#### DIRECTIONS:
Update the stretch from the entry containing "Provide the location of every instance of the bare" through the end of the entries, replacing "a single dot apiece" with "one dot each" and leaving everything else unchanged. Leave the pictures out of your answer.

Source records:
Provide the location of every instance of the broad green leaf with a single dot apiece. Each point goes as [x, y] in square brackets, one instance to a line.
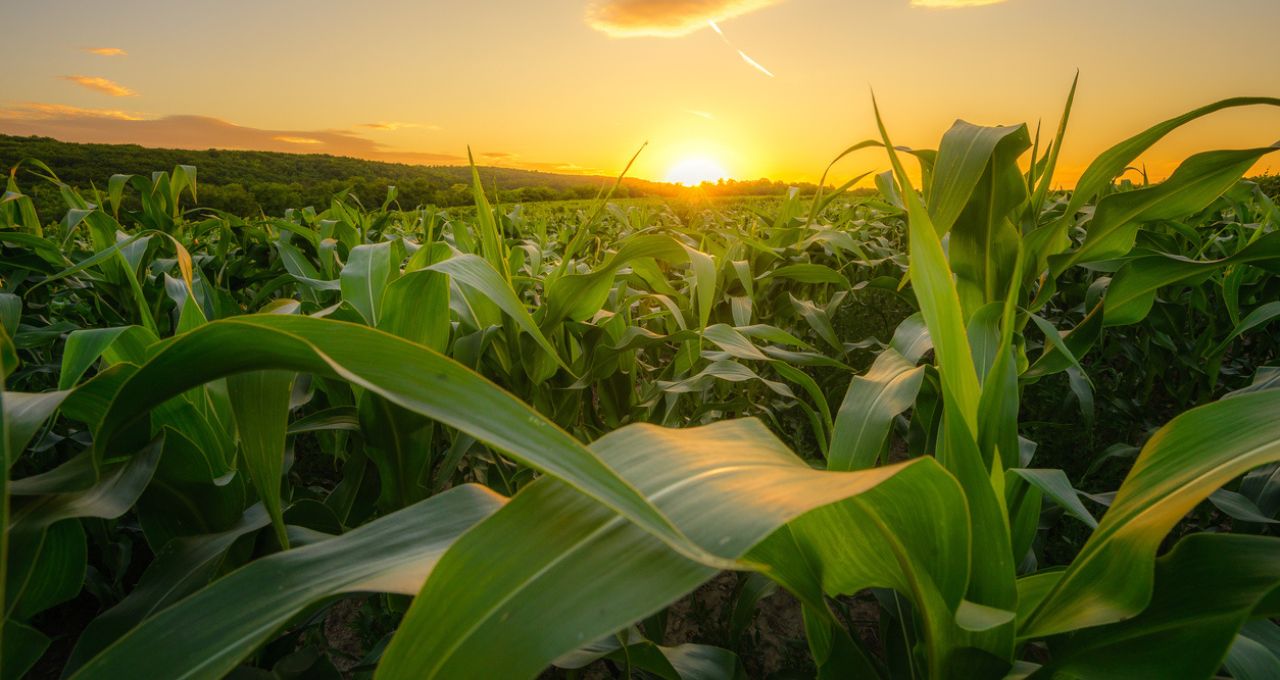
[992, 582]
[1205, 589]
[260, 401]
[1182, 465]
[873, 400]
[481, 277]
[576, 571]
[420, 380]
[1133, 288]
[1196, 183]
[179, 569]
[208, 633]
[370, 268]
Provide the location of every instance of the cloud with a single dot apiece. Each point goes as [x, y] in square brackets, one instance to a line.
[288, 138]
[954, 4]
[101, 85]
[392, 126]
[51, 112]
[664, 18]
[74, 124]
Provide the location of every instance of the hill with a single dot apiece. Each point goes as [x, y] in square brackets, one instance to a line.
[251, 182]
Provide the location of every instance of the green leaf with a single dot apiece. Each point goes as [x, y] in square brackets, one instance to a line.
[1182, 465]
[480, 275]
[260, 401]
[873, 400]
[554, 570]
[1205, 589]
[208, 633]
[369, 270]
[1133, 290]
[420, 380]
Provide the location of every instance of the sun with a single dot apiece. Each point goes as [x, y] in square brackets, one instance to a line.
[694, 170]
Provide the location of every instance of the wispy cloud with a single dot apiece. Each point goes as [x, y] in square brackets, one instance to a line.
[289, 138]
[101, 85]
[108, 126]
[664, 18]
[74, 124]
[954, 4]
[750, 62]
[391, 126]
[54, 112]
[106, 51]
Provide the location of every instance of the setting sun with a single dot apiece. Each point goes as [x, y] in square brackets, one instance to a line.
[694, 170]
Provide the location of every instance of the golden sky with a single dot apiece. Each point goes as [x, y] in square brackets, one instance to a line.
[748, 87]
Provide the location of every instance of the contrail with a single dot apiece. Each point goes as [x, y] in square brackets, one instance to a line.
[754, 64]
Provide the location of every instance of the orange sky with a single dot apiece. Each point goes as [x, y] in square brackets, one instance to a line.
[753, 87]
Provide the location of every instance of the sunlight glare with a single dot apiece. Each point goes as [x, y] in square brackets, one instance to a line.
[694, 170]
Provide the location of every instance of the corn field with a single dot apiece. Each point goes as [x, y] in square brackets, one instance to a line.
[513, 437]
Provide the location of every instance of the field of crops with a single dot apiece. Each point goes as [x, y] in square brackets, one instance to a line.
[967, 427]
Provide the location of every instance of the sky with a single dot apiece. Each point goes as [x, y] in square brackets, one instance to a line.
[745, 89]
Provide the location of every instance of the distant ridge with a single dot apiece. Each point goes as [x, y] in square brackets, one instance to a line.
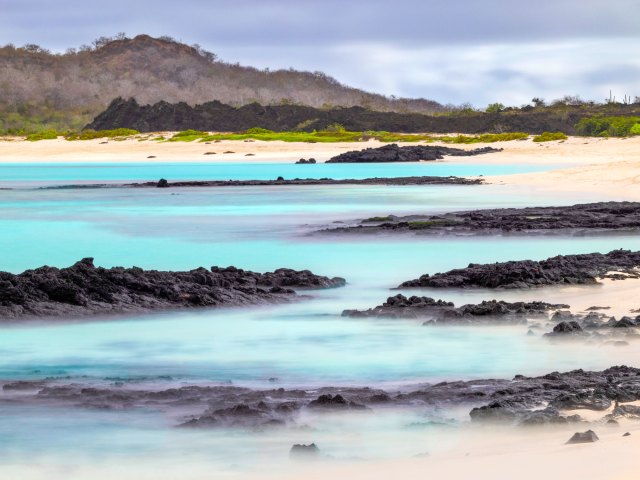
[68, 90]
[216, 116]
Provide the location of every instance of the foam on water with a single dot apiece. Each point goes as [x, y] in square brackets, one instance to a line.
[302, 344]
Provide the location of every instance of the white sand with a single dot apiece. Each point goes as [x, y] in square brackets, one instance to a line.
[575, 151]
[596, 165]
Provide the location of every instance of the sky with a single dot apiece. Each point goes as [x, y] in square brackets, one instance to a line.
[451, 51]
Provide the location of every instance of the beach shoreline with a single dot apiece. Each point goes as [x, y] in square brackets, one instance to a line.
[576, 151]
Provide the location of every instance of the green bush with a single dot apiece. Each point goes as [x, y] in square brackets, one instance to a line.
[494, 108]
[93, 134]
[550, 137]
[600, 126]
[256, 130]
[486, 138]
[44, 135]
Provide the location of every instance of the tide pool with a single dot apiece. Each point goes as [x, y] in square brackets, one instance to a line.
[65, 173]
[304, 344]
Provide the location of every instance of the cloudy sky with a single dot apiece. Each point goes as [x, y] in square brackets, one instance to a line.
[452, 51]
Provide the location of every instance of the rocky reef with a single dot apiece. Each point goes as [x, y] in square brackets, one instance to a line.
[279, 182]
[549, 399]
[439, 312]
[84, 289]
[413, 153]
[576, 219]
[559, 270]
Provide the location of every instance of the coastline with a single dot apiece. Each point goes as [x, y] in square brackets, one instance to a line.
[578, 151]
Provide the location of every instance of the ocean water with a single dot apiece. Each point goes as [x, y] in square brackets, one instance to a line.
[61, 173]
[304, 344]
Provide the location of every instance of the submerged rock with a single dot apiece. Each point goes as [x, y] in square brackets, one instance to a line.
[559, 270]
[583, 437]
[301, 451]
[443, 312]
[414, 153]
[83, 289]
[577, 219]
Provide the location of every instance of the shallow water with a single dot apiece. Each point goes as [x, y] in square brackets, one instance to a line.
[63, 173]
[301, 344]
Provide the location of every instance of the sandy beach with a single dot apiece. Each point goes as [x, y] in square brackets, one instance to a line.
[576, 151]
[601, 167]
[610, 166]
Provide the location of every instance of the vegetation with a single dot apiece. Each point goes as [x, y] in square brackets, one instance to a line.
[601, 126]
[44, 135]
[485, 138]
[92, 134]
[495, 108]
[550, 137]
[333, 134]
[42, 90]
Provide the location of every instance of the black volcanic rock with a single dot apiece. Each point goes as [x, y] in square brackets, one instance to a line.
[560, 270]
[584, 437]
[567, 328]
[84, 289]
[413, 153]
[216, 116]
[334, 402]
[441, 312]
[576, 219]
[522, 400]
[299, 451]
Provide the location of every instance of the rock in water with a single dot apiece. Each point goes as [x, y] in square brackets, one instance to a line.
[583, 437]
[83, 289]
[414, 153]
[301, 451]
[566, 328]
[560, 270]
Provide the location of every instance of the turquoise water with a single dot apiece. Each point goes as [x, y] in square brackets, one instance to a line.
[12, 174]
[302, 344]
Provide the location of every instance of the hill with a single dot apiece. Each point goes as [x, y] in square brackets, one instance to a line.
[216, 116]
[40, 89]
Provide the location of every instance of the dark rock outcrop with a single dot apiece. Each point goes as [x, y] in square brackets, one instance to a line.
[442, 312]
[584, 437]
[414, 153]
[566, 328]
[216, 116]
[560, 270]
[83, 289]
[301, 451]
[281, 181]
[522, 400]
[334, 402]
[576, 219]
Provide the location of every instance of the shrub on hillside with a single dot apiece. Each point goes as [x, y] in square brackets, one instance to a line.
[550, 137]
[600, 126]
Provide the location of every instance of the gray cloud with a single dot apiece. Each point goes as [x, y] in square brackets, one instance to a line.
[449, 50]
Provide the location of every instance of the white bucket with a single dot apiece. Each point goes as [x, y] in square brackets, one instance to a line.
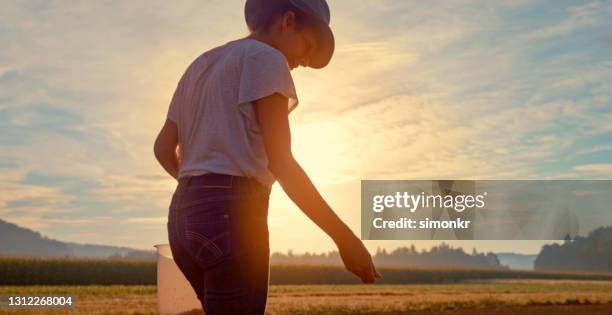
[174, 293]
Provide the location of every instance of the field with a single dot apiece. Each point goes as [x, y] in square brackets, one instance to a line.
[476, 297]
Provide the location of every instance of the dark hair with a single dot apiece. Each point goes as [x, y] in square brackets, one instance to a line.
[260, 15]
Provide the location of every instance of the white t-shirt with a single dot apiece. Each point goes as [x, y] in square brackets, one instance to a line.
[212, 107]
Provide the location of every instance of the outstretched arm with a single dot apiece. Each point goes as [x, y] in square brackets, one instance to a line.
[272, 114]
[166, 148]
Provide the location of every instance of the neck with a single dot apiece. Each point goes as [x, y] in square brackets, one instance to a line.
[262, 37]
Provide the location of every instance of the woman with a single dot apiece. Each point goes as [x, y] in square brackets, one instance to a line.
[229, 119]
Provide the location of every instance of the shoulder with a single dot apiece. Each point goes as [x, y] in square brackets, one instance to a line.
[262, 52]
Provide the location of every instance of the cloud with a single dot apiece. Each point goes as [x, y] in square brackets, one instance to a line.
[605, 168]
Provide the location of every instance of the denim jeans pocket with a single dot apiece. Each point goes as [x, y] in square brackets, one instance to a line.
[208, 234]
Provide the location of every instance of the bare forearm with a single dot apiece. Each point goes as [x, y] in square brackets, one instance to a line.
[170, 161]
[303, 193]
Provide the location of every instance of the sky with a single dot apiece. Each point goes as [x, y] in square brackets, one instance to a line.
[416, 90]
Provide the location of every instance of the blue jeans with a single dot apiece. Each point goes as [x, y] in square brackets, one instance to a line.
[218, 234]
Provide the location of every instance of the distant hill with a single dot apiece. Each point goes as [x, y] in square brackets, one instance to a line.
[19, 241]
[592, 253]
[442, 255]
[516, 261]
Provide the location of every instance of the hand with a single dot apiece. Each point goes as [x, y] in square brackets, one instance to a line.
[357, 259]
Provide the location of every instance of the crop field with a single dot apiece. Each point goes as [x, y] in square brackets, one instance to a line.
[475, 297]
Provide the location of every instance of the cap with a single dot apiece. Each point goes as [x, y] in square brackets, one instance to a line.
[319, 14]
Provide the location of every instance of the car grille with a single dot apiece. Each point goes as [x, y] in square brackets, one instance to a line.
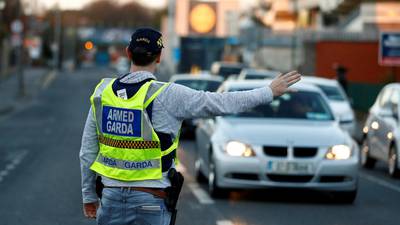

#### FULL SOLUTION:
Provide the location of every instance of the bare forearm with one dot each. Each point goes as [x, y] in square brackets, one instance to a line.
[170, 161]
[303, 193]
Provide the location of every instance of the sky with one dot each. Each point goes as [x, y] in square brackets, one instance to a line.
[416, 90]
Provide the location of every instance of the blue jeans with one dot each. Each point goes as [x, y] in square brackets, one instance to a line.
[218, 234]
Provide the location of every instance of the distant hill with one dot each. Each point goes as [x, y] in square brackets, one instance to a line.
[19, 241]
[592, 253]
[442, 255]
[516, 261]
Provide the location of every instance of the hand with one dot each. Each point goes as [x, y] in square brackets, one instance to a line.
[357, 259]
Provide the location of every instance of the crop field with one dot each. Each point goes as [x, y] in square brackets, one instance to a line.
[475, 297]
Provide the location of every instance of the cap with one dot each. Each point goes as [x, y] in square brackets, one instance to a line.
[319, 14]
Provide the location of every instance of the car grille with one dot each. Each point goes as [x, y] in square brackets, one instance to a line.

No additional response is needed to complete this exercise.